(Data entries)
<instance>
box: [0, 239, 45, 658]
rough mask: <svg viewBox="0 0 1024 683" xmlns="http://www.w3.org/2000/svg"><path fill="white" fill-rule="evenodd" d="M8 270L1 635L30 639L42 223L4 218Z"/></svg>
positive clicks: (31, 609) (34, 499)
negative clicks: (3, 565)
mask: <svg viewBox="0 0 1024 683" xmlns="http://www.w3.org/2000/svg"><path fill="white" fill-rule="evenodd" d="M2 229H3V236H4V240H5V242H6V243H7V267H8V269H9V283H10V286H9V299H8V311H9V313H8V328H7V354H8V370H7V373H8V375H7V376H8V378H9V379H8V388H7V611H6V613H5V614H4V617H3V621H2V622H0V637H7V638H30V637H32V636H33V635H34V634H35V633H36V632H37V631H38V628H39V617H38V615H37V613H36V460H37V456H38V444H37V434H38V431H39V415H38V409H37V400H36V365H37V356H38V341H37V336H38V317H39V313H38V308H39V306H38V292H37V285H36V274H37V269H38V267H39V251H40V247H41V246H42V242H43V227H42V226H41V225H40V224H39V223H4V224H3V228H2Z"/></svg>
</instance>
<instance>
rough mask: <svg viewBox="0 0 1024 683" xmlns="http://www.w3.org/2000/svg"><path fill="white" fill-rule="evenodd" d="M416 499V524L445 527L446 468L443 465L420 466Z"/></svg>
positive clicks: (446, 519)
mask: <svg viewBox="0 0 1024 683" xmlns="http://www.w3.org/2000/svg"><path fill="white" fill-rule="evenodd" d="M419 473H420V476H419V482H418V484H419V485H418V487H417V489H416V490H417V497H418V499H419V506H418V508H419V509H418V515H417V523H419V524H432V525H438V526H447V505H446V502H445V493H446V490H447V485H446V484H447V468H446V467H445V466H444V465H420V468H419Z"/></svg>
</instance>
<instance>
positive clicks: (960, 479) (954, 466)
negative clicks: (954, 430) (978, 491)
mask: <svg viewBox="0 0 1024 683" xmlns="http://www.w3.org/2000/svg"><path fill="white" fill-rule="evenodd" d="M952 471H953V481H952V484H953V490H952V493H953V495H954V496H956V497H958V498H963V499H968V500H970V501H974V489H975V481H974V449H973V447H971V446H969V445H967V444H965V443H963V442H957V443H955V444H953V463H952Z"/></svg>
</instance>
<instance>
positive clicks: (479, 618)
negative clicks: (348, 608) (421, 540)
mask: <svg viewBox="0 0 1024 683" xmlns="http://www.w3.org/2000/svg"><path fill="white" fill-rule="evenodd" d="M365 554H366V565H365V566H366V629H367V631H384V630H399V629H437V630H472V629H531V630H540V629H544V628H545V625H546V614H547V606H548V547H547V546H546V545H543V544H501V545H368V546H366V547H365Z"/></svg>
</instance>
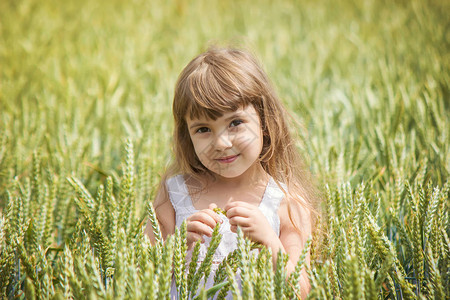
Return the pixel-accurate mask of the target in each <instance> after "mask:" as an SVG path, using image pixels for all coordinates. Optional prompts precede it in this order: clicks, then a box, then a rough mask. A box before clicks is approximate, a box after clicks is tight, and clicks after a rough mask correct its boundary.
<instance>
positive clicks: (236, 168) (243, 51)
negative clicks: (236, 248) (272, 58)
mask: <svg viewBox="0 0 450 300" xmlns="http://www.w3.org/2000/svg"><path fill="white" fill-rule="evenodd" d="M173 116H174V119H175V132H174V152H175V163H174V164H173V165H172V166H171V167H170V168H169V171H168V172H167V173H166V174H165V175H164V177H163V180H162V183H161V186H160V189H159V192H158V194H157V197H156V199H155V201H154V205H155V210H156V214H157V218H158V220H159V223H160V226H161V230H162V233H163V235H164V236H167V235H168V234H172V233H174V230H175V226H180V225H181V224H182V222H183V221H184V220H186V222H187V244H188V248H189V249H190V250H192V248H193V245H194V244H195V242H196V241H201V242H202V245H201V252H200V260H202V259H203V258H204V255H205V254H206V249H207V247H208V243H209V241H210V237H211V234H212V232H213V228H214V226H215V225H216V224H217V223H218V222H220V223H222V224H221V226H220V233H221V234H222V241H221V243H220V245H219V247H218V249H217V251H216V253H215V256H214V263H213V266H212V275H210V277H209V279H208V280H207V282H206V288H209V287H211V285H212V283H213V281H212V278H213V277H214V271H215V268H217V266H218V265H219V263H220V262H221V260H222V259H223V258H225V257H226V256H227V255H228V254H229V253H230V252H232V251H233V250H234V249H235V248H236V230H237V227H238V226H239V227H240V228H241V229H242V231H243V233H244V235H245V236H247V237H248V238H250V239H251V240H252V241H254V242H258V243H261V244H263V245H265V246H267V247H268V248H271V250H272V253H273V261H274V263H275V262H276V257H277V253H278V252H279V251H283V252H285V253H287V254H289V261H288V263H287V272H288V273H290V272H292V271H293V270H294V268H295V265H296V263H297V260H298V258H299V256H300V253H301V251H302V249H303V245H304V244H305V242H306V240H307V238H308V237H309V236H310V235H311V231H312V228H313V221H312V219H313V217H312V216H313V214H312V213H313V212H314V209H313V207H314V206H313V203H314V199H315V196H314V195H315V193H314V188H313V186H312V184H311V183H310V179H309V177H308V172H307V171H306V169H304V168H303V166H302V161H301V159H300V156H299V153H298V151H297V149H296V146H295V141H294V139H293V138H292V136H291V134H290V132H289V128H288V123H287V119H288V114H287V112H286V111H285V109H284V108H283V106H282V104H281V102H280V100H279V99H278V98H277V96H276V94H275V92H274V90H273V88H272V87H271V85H270V82H269V79H268V78H267V76H266V74H265V73H264V71H263V69H262V68H261V67H260V66H259V64H258V63H257V61H256V60H255V59H254V58H253V57H252V56H251V55H250V54H249V53H247V52H245V51H241V50H236V49H210V50H208V51H206V52H205V53H203V54H200V55H199V56H197V57H196V58H194V59H193V60H192V61H191V62H190V63H189V64H188V65H187V66H186V67H185V68H184V70H183V71H182V72H181V74H180V77H179V78H178V81H177V84H176V87H175V95H174V100H173ZM217 207H219V208H222V209H223V210H225V212H226V217H225V216H223V215H219V214H217V213H216V212H215V211H214V209H215V208H217ZM146 232H147V234H148V235H149V236H150V239H152V240H154V237H153V233H152V230H151V225H150V224H147V229H146ZM202 255H203V256H202ZM307 262H308V263H309V255H308V258H307ZM300 284H301V287H302V293H303V296H305V295H306V294H307V292H308V290H309V282H308V279H307V276H306V272H304V274H302V276H301V282H300Z"/></svg>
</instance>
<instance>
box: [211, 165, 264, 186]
mask: <svg viewBox="0 0 450 300" xmlns="http://www.w3.org/2000/svg"><path fill="white" fill-rule="evenodd" d="M210 180H211V181H210V182H213V183H214V184H216V185H221V186H223V187H227V188H239V187H248V186H252V185H255V184H258V183H263V184H265V183H267V181H268V180H269V174H267V173H266V171H265V170H264V169H263V167H262V166H261V164H259V163H257V164H255V165H254V166H253V167H252V168H250V169H248V170H247V171H246V172H244V173H243V174H241V175H240V176H237V177H233V178H226V177H223V176H220V175H217V174H213V176H212V177H211V179H210Z"/></svg>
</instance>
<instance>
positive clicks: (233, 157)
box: [216, 154, 239, 164]
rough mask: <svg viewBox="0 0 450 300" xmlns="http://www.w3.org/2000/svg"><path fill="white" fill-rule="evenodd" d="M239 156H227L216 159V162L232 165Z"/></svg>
mask: <svg viewBox="0 0 450 300" xmlns="http://www.w3.org/2000/svg"><path fill="white" fill-rule="evenodd" d="M238 156H239V154H237V155H230V156H225V157H221V158H218V159H216V161H218V162H221V163H224V164H229V163H232V162H233V161H235V160H236V159H237V158H238Z"/></svg>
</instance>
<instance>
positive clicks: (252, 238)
mask: <svg viewBox="0 0 450 300" xmlns="http://www.w3.org/2000/svg"><path fill="white" fill-rule="evenodd" d="M225 211H226V212H227V217H228V219H229V220H230V225H231V226H230V229H231V231H232V232H236V231H237V226H239V227H241V229H242V232H243V233H244V235H245V236H246V237H248V238H250V239H251V240H252V241H254V242H259V243H261V244H263V245H266V246H269V245H270V244H271V243H272V242H273V241H278V240H279V239H278V236H277V234H276V233H275V231H274V230H273V228H272V226H270V224H269V221H268V220H267V218H266V217H265V216H264V214H263V213H262V212H261V210H260V209H259V208H258V207H256V206H254V205H251V204H249V203H247V202H241V201H236V202H231V203H228V204H227V205H226V206H225Z"/></svg>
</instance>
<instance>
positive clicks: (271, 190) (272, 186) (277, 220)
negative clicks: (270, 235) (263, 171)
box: [259, 177, 285, 235]
mask: <svg viewBox="0 0 450 300" xmlns="http://www.w3.org/2000/svg"><path fill="white" fill-rule="evenodd" d="M282 187H283V188H284V189H285V186H284V185H282ZM284 196H285V195H284V193H283V191H282V190H281V189H280V187H279V186H278V185H277V184H276V182H275V180H274V179H273V178H272V177H270V179H269V182H268V184H267V187H266V191H265V192H264V196H263V198H262V200H261V204H260V205H259V209H260V210H261V211H262V213H263V214H264V215H265V216H266V218H267V220H268V221H269V223H270V225H272V228H273V229H274V230H275V232H276V233H277V235H280V218H279V216H278V208H279V207H280V203H281V201H282V200H283V198H284Z"/></svg>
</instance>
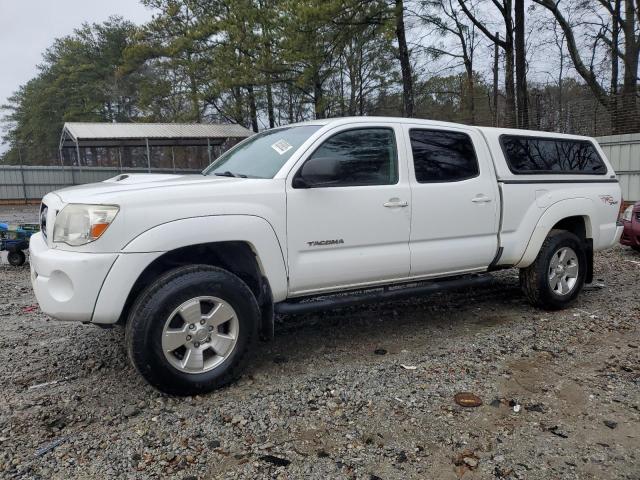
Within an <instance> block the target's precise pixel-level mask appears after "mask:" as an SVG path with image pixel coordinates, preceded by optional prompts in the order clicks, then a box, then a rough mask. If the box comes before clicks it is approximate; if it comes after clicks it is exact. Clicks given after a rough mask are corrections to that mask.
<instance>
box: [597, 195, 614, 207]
mask: <svg viewBox="0 0 640 480" xmlns="http://www.w3.org/2000/svg"><path fill="white" fill-rule="evenodd" d="M600 200H602V201H603V202H604V203H605V204H606V205H617V204H618V201H617V200H616V199H614V198H613V197H612V196H611V195H600Z"/></svg>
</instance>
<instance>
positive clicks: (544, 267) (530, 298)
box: [520, 230, 587, 310]
mask: <svg viewBox="0 0 640 480" xmlns="http://www.w3.org/2000/svg"><path fill="white" fill-rule="evenodd" d="M564 247H569V248H571V249H573V251H574V252H575V253H576V256H577V258H578V275H577V278H576V282H575V284H574V286H573V288H572V289H571V290H570V291H569V293H567V294H565V295H561V294H559V293H556V292H555V291H554V290H553V289H552V288H551V284H550V281H549V271H550V267H551V260H552V258H553V256H554V255H555V254H556V253H557V252H558V251H559V250H560V249H561V248H564ZM586 272H587V255H586V252H585V248H584V242H582V241H581V240H580V239H579V238H578V237H577V236H576V235H574V234H573V233H570V232H567V231H564V230H552V231H551V233H550V234H549V236H548V237H547V238H546V240H545V241H544V243H543V244H542V247H541V248H540V252H538V256H537V257H536V260H535V261H534V262H533V263H532V264H531V265H530V266H528V267H527V268H522V269H520V287H521V288H522V291H523V293H524V294H525V296H526V297H527V299H528V300H529V302H530V303H531V305H533V306H534V307H538V308H543V309H545V310H560V309H562V308H566V307H567V306H568V305H570V304H571V303H572V302H573V301H574V300H575V299H576V297H577V296H578V295H579V293H580V291H581V290H582V287H583V286H584V280H585V276H586Z"/></svg>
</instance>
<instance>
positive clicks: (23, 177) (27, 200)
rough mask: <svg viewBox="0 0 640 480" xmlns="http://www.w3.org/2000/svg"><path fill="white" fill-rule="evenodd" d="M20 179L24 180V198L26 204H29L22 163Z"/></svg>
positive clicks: (23, 190) (21, 166)
mask: <svg viewBox="0 0 640 480" xmlns="http://www.w3.org/2000/svg"><path fill="white" fill-rule="evenodd" d="M20 177H21V178H22V195H23V196H24V204H25V205H26V204H28V203H29V201H28V199H27V184H26V183H25V182H24V170H23V168H22V163H20Z"/></svg>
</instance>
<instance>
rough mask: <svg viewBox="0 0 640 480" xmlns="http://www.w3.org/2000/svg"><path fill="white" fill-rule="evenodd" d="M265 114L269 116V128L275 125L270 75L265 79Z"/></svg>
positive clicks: (268, 116) (274, 114)
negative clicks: (266, 108) (269, 75)
mask: <svg viewBox="0 0 640 480" xmlns="http://www.w3.org/2000/svg"><path fill="white" fill-rule="evenodd" d="M267 115H268V117H269V128H273V127H275V126H276V117H275V114H274V112H273V88H272V87H271V77H269V79H268V81H267Z"/></svg>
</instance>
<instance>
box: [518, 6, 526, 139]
mask: <svg viewBox="0 0 640 480" xmlns="http://www.w3.org/2000/svg"><path fill="white" fill-rule="evenodd" d="M515 40H516V42H515V51H516V90H517V101H518V127H519V128H529V106H528V98H527V61H526V51H525V19H524V0H515Z"/></svg>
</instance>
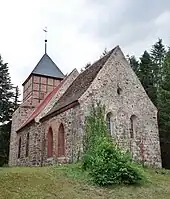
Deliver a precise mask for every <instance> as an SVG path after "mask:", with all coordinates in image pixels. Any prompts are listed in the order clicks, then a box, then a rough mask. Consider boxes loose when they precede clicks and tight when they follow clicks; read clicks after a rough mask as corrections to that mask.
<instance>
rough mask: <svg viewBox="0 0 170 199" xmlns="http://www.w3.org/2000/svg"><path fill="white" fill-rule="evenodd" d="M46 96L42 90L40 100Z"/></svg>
mask: <svg viewBox="0 0 170 199" xmlns="http://www.w3.org/2000/svg"><path fill="white" fill-rule="evenodd" d="M44 96H45V93H43V92H40V100H43V99H44Z"/></svg>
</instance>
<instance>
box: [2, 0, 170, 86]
mask: <svg viewBox="0 0 170 199" xmlns="http://www.w3.org/2000/svg"><path fill="white" fill-rule="evenodd" d="M0 18H1V31H0V53H1V55H2V57H3V59H4V61H5V62H8V63H9V67H10V73H11V76H12V82H13V83H14V84H15V85H19V86H20V88H21V84H22V83H23V81H24V80H25V79H26V77H27V76H28V75H29V74H30V72H31V71H32V70H33V68H34V67H35V65H36V64H37V62H38V61H39V59H40V58H41V57H42V55H43V53H44V32H43V31H42V29H43V28H44V27H45V26H47V27H48V49H47V52H48V54H49V55H50V57H51V58H52V59H53V60H54V62H55V63H56V64H57V65H58V67H59V68H60V69H61V70H62V71H63V72H64V73H65V74H66V73H68V72H70V71H71V70H72V69H73V68H75V67H76V68H78V69H80V68H82V67H84V66H85V64H86V63H87V62H89V61H91V62H93V61H95V60H96V59H98V58H99V57H100V54H101V52H102V51H103V49H104V48H105V47H107V48H108V49H110V48H113V47H114V46H115V45H118V44H119V45H120V46H121V47H122V49H123V51H124V53H125V54H135V55H137V56H139V55H140V54H141V53H142V52H143V51H144V50H145V49H148V48H150V46H151V45H152V44H153V43H154V42H155V41H156V40H157V38H158V37H160V38H163V39H164V41H165V43H167V44H168V42H169V35H170V27H169V23H168V22H169V20H170V1H169V0H164V1H162V0H149V1H148V0H143V1H142V0H141V1H139V0H105V1H104V0H81V1H80V0H70V1H68V0H63V1H59V0H49V1H45V0H34V1H33V0H29V1H23V0H16V1H13V0H6V1H1V12H0Z"/></svg>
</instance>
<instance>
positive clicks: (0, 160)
mask: <svg viewBox="0 0 170 199" xmlns="http://www.w3.org/2000/svg"><path fill="white" fill-rule="evenodd" d="M10 132H11V121H10V122H8V123H6V124H2V125H0V166H3V165H4V164H7V163H8V156H9V143H10Z"/></svg>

PROBLEM
The lines you need are those containing "tight"; find them in the records and copy them.

RESPONSE TO THE TASK
Return the pixel-accurate mask of the target in each <instance> after "mask:" as an SVG path, using image pixels for all coordinates. Optional prompts precede it in this order: clicks, then a box, then a rough mask. A box before clicks is approximate, a box after clicks is tight, and clicks after a rough mask correct its boundary.
Deliver a precise mask for every <instance> as an SVG path after "mask:", with all coordinates in image pixels. Any prompts are listed in the order clicks, then a box, then a rough mask. Consider boxes loose when they precede clicks and tight when they follow clicks; read clicks after a rough mask as corrections to that mask.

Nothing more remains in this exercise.